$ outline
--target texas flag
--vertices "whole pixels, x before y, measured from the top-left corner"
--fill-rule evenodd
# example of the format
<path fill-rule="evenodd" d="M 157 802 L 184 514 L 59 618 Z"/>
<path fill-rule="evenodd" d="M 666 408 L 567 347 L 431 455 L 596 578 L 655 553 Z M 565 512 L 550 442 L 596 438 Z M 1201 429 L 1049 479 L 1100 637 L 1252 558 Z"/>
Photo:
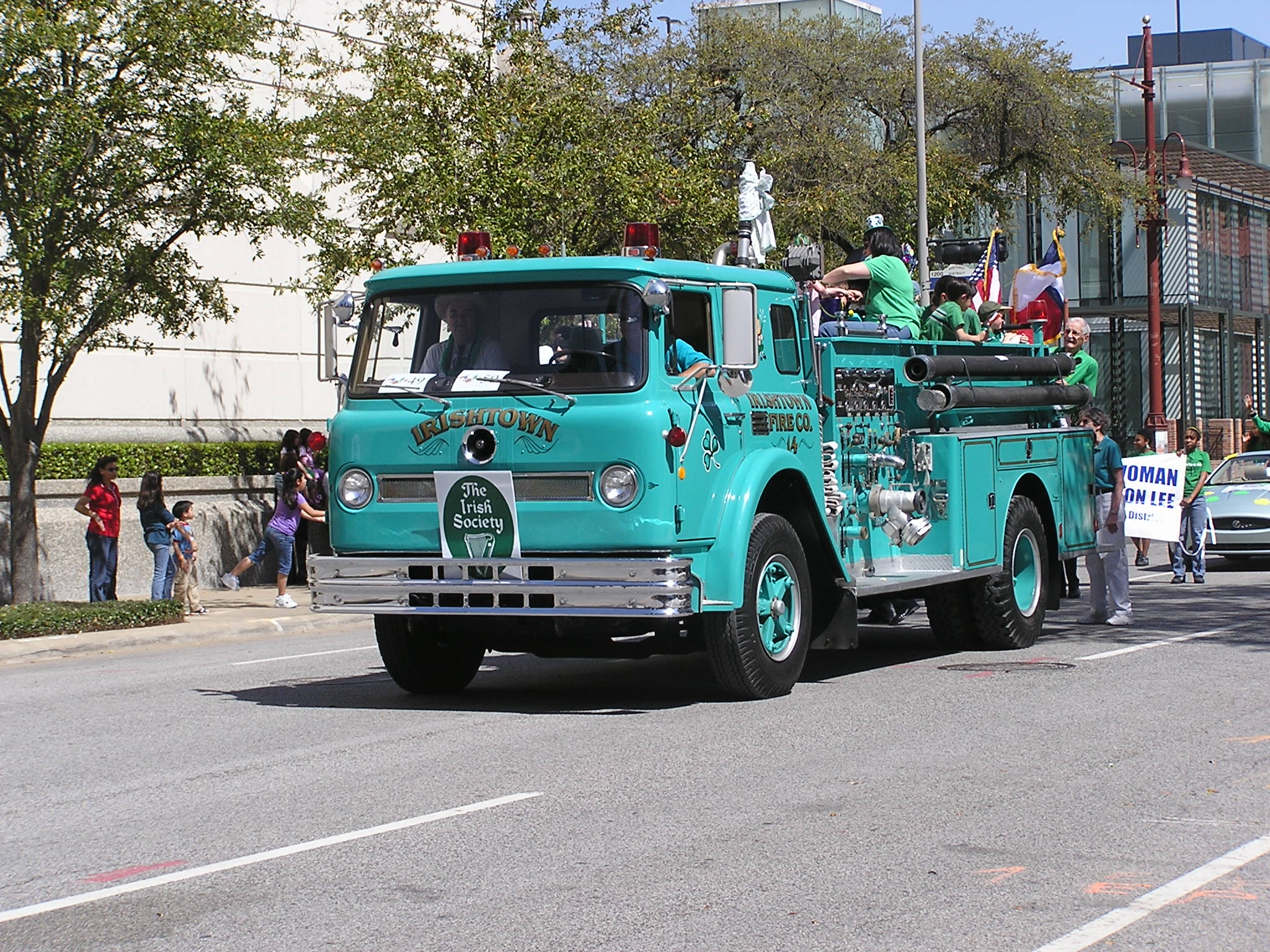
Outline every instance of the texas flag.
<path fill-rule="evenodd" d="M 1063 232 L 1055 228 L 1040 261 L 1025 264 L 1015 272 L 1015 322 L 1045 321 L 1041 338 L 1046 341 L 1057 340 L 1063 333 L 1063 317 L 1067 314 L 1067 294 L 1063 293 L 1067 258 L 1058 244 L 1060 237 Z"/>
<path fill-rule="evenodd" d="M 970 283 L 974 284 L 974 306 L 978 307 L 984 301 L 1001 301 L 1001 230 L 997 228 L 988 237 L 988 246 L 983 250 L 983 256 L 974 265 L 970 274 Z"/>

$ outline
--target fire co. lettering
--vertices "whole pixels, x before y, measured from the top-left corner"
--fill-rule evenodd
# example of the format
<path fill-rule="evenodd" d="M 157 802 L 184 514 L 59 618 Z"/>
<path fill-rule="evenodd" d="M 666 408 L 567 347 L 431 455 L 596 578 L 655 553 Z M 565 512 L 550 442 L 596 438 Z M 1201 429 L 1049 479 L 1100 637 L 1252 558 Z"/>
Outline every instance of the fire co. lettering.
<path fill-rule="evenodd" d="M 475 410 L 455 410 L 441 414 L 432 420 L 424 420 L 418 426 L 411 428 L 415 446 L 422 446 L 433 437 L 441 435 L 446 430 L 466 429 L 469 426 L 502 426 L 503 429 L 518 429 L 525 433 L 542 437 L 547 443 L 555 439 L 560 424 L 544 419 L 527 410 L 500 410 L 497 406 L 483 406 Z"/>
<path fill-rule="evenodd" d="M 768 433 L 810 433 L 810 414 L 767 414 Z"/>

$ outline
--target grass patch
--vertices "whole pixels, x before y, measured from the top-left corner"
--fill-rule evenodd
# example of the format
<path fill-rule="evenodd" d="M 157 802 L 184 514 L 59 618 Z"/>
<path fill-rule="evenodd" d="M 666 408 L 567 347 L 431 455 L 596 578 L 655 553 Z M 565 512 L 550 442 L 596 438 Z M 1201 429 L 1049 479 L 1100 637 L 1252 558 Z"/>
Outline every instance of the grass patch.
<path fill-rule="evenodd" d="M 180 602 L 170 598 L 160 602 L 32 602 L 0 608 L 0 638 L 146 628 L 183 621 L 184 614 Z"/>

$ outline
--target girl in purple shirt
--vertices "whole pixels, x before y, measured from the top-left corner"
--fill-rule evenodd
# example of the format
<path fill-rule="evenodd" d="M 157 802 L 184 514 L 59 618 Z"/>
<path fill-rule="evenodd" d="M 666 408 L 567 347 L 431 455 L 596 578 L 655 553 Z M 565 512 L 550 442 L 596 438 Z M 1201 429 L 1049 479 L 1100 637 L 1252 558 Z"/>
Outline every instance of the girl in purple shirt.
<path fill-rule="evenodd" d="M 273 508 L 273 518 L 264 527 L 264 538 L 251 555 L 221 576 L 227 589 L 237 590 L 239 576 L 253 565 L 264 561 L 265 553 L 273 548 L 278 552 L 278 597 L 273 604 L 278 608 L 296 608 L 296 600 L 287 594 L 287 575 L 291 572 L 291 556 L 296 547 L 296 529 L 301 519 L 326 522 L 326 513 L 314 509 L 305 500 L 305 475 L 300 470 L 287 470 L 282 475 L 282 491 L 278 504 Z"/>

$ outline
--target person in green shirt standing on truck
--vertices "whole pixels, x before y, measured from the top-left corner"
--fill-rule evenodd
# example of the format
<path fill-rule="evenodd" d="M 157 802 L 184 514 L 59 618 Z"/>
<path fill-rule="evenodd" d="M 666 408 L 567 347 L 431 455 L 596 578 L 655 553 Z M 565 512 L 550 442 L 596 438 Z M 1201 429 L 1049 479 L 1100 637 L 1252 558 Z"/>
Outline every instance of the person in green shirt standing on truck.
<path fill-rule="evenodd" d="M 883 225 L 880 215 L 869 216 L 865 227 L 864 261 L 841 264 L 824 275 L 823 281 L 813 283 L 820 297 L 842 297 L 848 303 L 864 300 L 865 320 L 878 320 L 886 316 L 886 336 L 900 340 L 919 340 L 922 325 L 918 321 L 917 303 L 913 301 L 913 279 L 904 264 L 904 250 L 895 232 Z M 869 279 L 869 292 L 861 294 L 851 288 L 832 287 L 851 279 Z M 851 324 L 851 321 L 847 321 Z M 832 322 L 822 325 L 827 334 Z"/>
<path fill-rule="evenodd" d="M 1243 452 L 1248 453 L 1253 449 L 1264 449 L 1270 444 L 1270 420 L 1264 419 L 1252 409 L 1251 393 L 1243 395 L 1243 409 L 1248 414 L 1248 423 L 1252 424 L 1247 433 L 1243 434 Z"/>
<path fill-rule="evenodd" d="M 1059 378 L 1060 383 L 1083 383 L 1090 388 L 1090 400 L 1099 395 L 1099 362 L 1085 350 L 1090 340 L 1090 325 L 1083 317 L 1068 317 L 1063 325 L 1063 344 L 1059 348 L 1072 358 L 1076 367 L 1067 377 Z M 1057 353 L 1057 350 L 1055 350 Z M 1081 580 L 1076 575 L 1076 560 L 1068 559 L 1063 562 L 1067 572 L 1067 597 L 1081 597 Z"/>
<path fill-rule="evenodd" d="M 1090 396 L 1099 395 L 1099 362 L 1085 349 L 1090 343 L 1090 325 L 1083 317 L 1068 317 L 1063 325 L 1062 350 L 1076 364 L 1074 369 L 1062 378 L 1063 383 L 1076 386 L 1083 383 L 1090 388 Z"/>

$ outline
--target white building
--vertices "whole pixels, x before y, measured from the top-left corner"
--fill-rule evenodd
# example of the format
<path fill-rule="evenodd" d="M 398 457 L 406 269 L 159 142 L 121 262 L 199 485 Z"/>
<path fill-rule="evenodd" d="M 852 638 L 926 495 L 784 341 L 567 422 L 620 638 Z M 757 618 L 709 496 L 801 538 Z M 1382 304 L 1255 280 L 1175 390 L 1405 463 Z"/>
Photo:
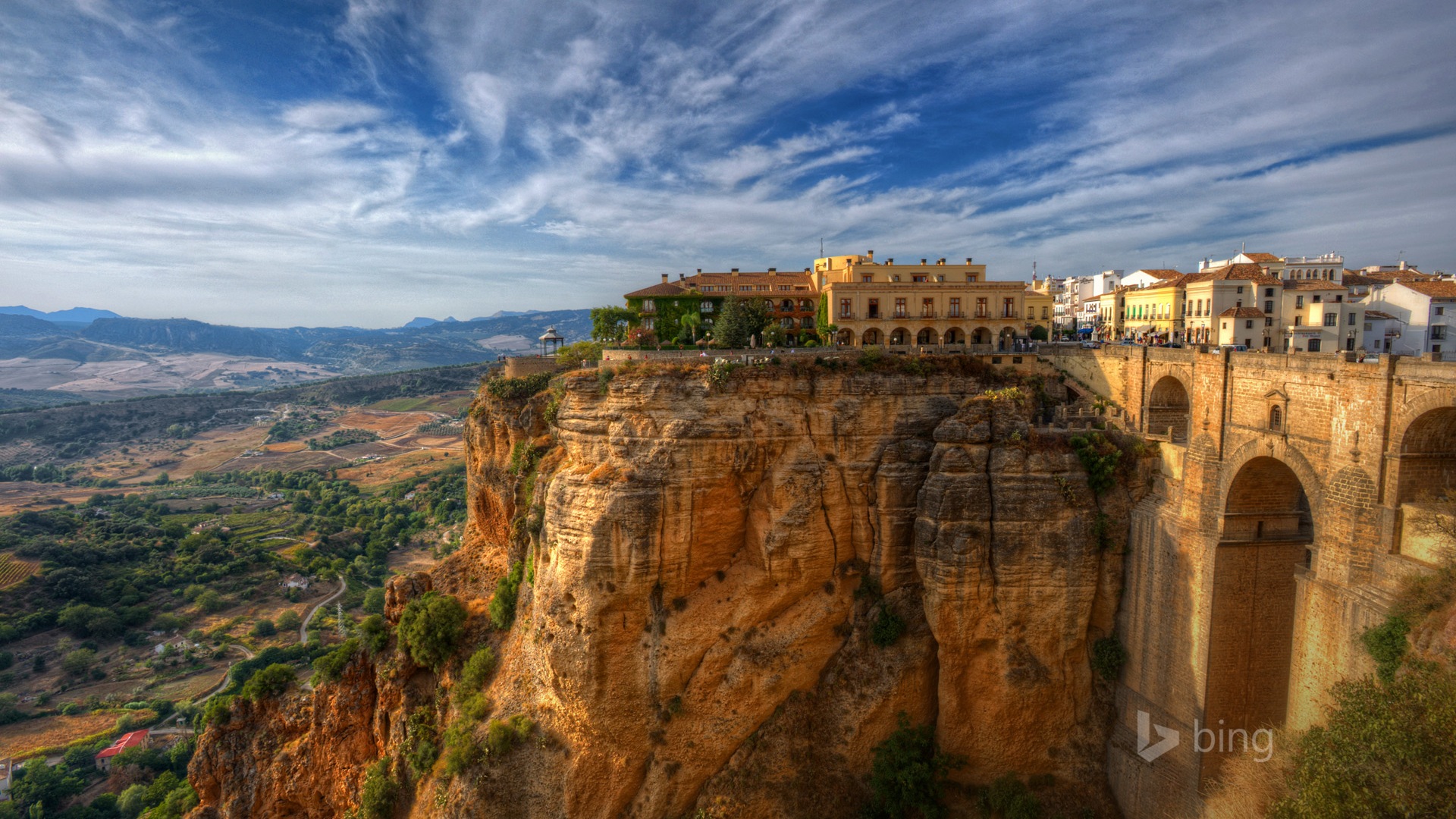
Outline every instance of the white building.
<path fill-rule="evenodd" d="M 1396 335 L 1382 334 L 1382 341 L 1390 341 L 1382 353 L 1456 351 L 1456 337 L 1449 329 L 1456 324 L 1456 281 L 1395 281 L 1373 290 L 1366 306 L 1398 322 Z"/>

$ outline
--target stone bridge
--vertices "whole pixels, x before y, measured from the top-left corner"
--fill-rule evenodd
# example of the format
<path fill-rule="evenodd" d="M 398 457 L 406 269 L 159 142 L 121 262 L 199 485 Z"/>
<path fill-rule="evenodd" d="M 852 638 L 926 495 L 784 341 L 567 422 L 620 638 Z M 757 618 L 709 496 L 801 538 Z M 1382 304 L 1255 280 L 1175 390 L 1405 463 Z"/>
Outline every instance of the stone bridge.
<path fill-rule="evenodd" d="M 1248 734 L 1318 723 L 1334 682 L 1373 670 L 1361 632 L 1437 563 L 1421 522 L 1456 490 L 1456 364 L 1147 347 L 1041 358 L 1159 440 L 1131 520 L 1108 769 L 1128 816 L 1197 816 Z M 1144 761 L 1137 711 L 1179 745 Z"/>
▬▬▬▬▬▬▬▬▬▬
→ What you have to do
Output the entries above exactly. Drop the pictures.

→ In response
$ outline
--target texas flag
--vertices "whole pixels, x before y, measured from the top-left corner"
--fill-rule evenodd
# example of the format
<path fill-rule="evenodd" d="M 157 802 L 184 514 L 59 618 Z"/>
<path fill-rule="evenodd" d="M 666 408 L 567 347 L 431 455 L 596 578 L 655 553 Z M 565 512 L 550 442 L 596 438 Z M 1201 429 L 1049 479 L 1100 637 L 1252 558 Z"/>
Photo:
Outline every instance of the texas flag.
<path fill-rule="evenodd" d="M 1063 232 L 1055 228 L 1040 261 L 1025 264 L 1015 272 L 1015 322 L 1045 321 L 1041 338 L 1046 341 L 1057 340 L 1063 333 L 1063 317 L 1067 314 L 1067 294 L 1063 293 L 1067 258 L 1058 244 L 1060 237 Z"/>
<path fill-rule="evenodd" d="M 970 283 L 974 284 L 974 306 L 978 307 L 984 301 L 1001 301 L 1001 230 L 997 228 L 988 237 L 988 246 L 983 250 L 983 256 L 974 265 L 970 274 Z"/>

$ outline
--target fire co. lettering
--vertices "whole pixels, x before y, measured from the top-left corner"
--fill-rule evenodd
# example of the format
<path fill-rule="evenodd" d="M 157 802 L 184 514 L 59 618 Z"/>
<path fill-rule="evenodd" d="M 666 408 L 567 347 L 431 455 L 596 578 L 655 553 Z M 565 512 L 550 442 L 596 438 Z M 1201 429 L 1049 479 L 1100 637 L 1252 558 Z"/>
Outline every instance of the fire co. lettering.
<path fill-rule="evenodd" d="M 475 410 L 455 410 L 441 414 L 432 420 L 424 420 L 418 426 L 411 428 L 415 446 L 422 446 L 433 437 L 441 435 L 446 430 L 466 429 L 469 426 L 502 426 L 503 429 L 518 429 L 525 433 L 542 437 L 547 443 L 555 439 L 560 424 L 544 419 L 527 410 L 500 410 L 497 406 L 483 406 Z"/>
<path fill-rule="evenodd" d="M 768 433 L 810 433 L 810 414 L 767 414 Z"/>

$ outline
--target grass patch
--vertices "whole pixels, x before y, measured from the top-left corner"
--fill-rule evenodd
# example of the format
<path fill-rule="evenodd" d="M 157 802 L 184 514 L 59 618 Z"/>
<path fill-rule="evenodd" d="M 666 408 L 567 347 L 431 455 L 596 578 L 655 553 Z M 565 512 L 550 442 L 596 438 Z M 1201 429 L 1049 479 L 1100 637 L 1252 558 Z"/>
Outline every instance of the grass patch.
<path fill-rule="evenodd" d="M 180 602 L 170 598 L 160 602 L 32 602 L 0 608 L 0 638 L 146 628 L 183 621 L 184 614 Z"/>

$ outline
--target girl in purple shirt
--vertices "whole pixels, x before y, measured from the top-left corner"
--fill-rule evenodd
# example of the format
<path fill-rule="evenodd" d="M 157 802 L 184 514 L 59 618 Z"/>
<path fill-rule="evenodd" d="M 666 408 L 567 347 L 431 455 L 596 578 L 655 553 Z M 565 512 L 550 442 L 596 438 Z M 1201 429 L 1049 479 L 1100 637 L 1252 558 Z"/>
Outline every instance of the girl in purple shirt.
<path fill-rule="evenodd" d="M 273 508 L 273 518 L 264 527 L 264 538 L 251 555 L 221 576 L 227 589 L 237 590 L 239 576 L 253 565 L 264 561 L 265 553 L 273 548 L 278 552 L 278 597 L 273 604 L 278 608 L 296 608 L 296 600 L 287 594 L 287 575 L 291 572 L 291 556 L 296 547 L 296 529 L 301 519 L 326 522 L 326 513 L 314 509 L 305 500 L 305 475 L 300 470 L 287 470 L 282 475 L 282 491 L 278 504 Z"/>

$ outline
--target person in green shirt standing on truck
--vertices "whole pixels, x before y, measured from the top-left corner"
--fill-rule evenodd
# example of the format
<path fill-rule="evenodd" d="M 157 802 L 184 514 L 59 618 Z"/>
<path fill-rule="evenodd" d="M 666 408 L 567 347 L 431 455 L 596 578 L 655 553 Z M 565 512 L 550 442 L 596 438 Z M 1201 429 L 1049 479 L 1100 637 L 1252 558 Z"/>
Outline every instance of the person in green shirt standing on truck.
<path fill-rule="evenodd" d="M 883 225 L 880 215 L 869 216 L 865 227 L 864 261 L 841 264 L 824 275 L 823 281 L 813 283 L 820 297 L 842 297 L 848 303 L 864 300 L 865 320 L 878 320 L 886 316 L 886 336 L 900 340 L 919 340 L 922 325 L 918 321 L 917 303 L 913 301 L 913 279 L 904 264 L 904 250 L 895 232 Z M 869 279 L 869 292 L 861 294 L 851 288 L 832 287 L 851 279 Z M 851 324 L 851 321 L 847 321 Z M 832 322 L 822 325 L 827 334 Z"/>
<path fill-rule="evenodd" d="M 1243 452 L 1248 453 L 1253 449 L 1264 449 L 1270 444 L 1270 420 L 1264 419 L 1252 409 L 1251 393 L 1243 395 L 1243 409 L 1248 414 L 1248 423 L 1252 424 L 1247 433 L 1243 434 Z"/>
<path fill-rule="evenodd" d="M 1059 378 L 1060 383 L 1083 383 L 1090 388 L 1090 400 L 1099 395 L 1099 362 L 1085 350 L 1090 340 L 1090 325 L 1083 317 L 1068 317 L 1063 325 L 1063 344 L 1059 348 L 1072 358 L 1076 367 L 1067 377 Z M 1057 353 L 1057 350 L 1055 350 Z M 1081 580 L 1076 575 L 1076 560 L 1068 559 L 1063 562 L 1067 572 L 1067 597 L 1081 597 Z"/>
<path fill-rule="evenodd" d="M 1090 396 L 1099 395 L 1099 362 L 1085 349 L 1090 343 L 1090 325 L 1083 317 L 1068 317 L 1063 325 L 1062 350 L 1076 364 L 1074 369 L 1062 378 L 1063 383 L 1076 386 L 1083 383 L 1090 388 Z"/>

$ outline
--target white building
--vertices "whole pixels, x before y, measured from the top-left corner"
--fill-rule evenodd
# example of the format
<path fill-rule="evenodd" d="M 398 457 L 406 269 L 159 142 L 121 262 L 199 485 Z"/>
<path fill-rule="evenodd" d="M 852 638 L 926 495 L 784 341 L 567 422 L 620 638 Z M 757 618 L 709 496 L 801 538 Z M 1382 304 L 1255 280 L 1175 390 L 1405 463 Z"/>
Photo:
Outline every instance of the white building.
<path fill-rule="evenodd" d="M 1396 335 L 1382 334 L 1382 341 L 1390 341 L 1382 353 L 1456 351 L 1456 337 L 1449 329 L 1456 324 L 1456 281 L 1395 281 L 1373 290 L 1366 306 L 1398 322 Z"/>

$ outline
--target stone bridge
--vertices "whole pixels, x before y, measured from the top-left corner"
--fill-rule evenodd
# example of the format
<path fill-rule="evenodd" d="M 398 457 L 406 269 L 159 142 L 121 262 L 199 485 Z"/>
<path fill-rule="evenodd" d="M 852 638 L 926 495 L 784 341 L 567 422 L 620 638 Z M 757 618 L 709 496 L 801 538 Z M 1382 304 L 1255 280 L 1175 390 L 1405 463 Z"/>
Outline every instance of the stone bridge.
<path fill-rule="evenodd" d="M 1248 734 L 1318 723 L 1334 682 L 1373 670 L 1361 632 L 1437 563 L 1421 522 L 1456 490 L 1456 364 L 1147 347 L 1041 358 L 1159 440 L 1131 520 L 1108 769 L 1128 816 L 1197 816 Z M 1144 761 L 1137 711 L 1179 745 Z"/>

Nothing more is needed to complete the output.